[What this task involves]:
Every line that contains "Input" must be located and copied from the data.

[Data]:

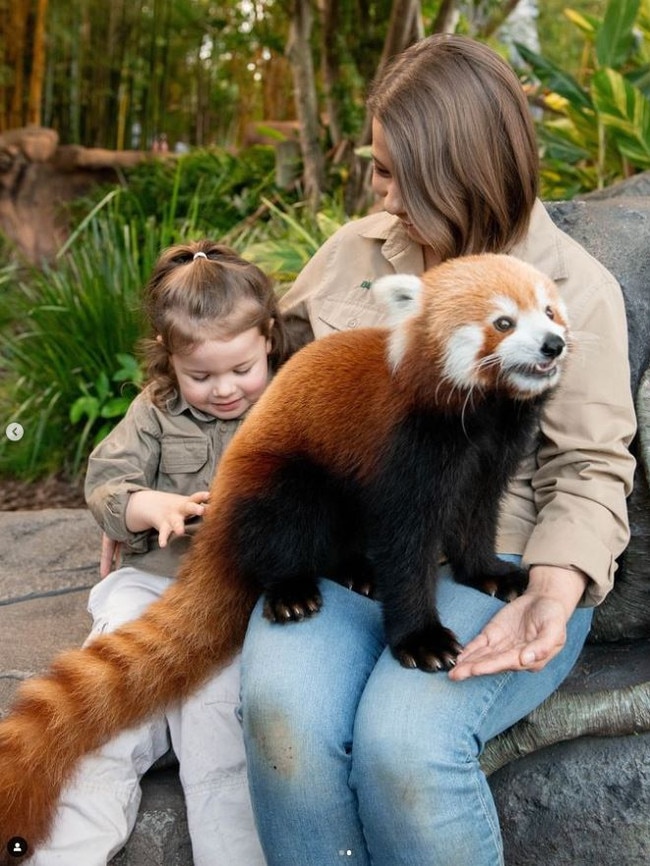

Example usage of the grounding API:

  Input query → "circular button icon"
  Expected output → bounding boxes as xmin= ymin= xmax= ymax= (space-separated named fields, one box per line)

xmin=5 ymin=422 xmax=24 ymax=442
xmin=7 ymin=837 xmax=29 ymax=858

* * *

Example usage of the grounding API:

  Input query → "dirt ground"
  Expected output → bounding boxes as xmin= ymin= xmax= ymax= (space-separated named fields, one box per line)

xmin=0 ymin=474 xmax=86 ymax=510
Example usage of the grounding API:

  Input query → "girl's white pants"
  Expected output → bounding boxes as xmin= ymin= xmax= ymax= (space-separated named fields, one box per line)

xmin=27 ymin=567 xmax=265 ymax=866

[The answer]:
  Input query → "circular button icon"
  Input query → "dirt ground"
  Input query → "girl's white pants"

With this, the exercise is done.